Do this:
Pick out each line in the rows below that contains the word "soccer". Matching is case-sensitive.

Available records:
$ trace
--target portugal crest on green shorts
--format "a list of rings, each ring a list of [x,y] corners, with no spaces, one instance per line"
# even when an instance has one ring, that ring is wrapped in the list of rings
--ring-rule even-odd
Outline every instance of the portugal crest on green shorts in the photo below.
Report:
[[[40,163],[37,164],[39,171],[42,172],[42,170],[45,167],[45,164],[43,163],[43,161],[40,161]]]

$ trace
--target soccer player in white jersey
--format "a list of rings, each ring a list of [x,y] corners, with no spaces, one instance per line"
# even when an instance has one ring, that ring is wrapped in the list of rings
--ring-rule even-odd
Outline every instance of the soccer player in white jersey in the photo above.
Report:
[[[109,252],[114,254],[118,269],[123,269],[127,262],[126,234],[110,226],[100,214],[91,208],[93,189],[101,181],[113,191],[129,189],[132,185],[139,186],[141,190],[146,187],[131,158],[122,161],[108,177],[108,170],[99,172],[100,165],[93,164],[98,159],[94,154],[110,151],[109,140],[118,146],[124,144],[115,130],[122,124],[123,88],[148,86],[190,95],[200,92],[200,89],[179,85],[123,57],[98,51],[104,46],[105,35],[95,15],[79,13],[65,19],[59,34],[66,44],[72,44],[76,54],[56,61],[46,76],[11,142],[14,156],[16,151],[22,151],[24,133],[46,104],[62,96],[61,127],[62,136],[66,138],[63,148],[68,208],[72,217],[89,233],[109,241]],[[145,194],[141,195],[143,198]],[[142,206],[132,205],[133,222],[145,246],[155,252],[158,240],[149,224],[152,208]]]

Exercise solution:
--target soccer player in white jersey
Outline every instance of the soccer player in white jersey in the photo above.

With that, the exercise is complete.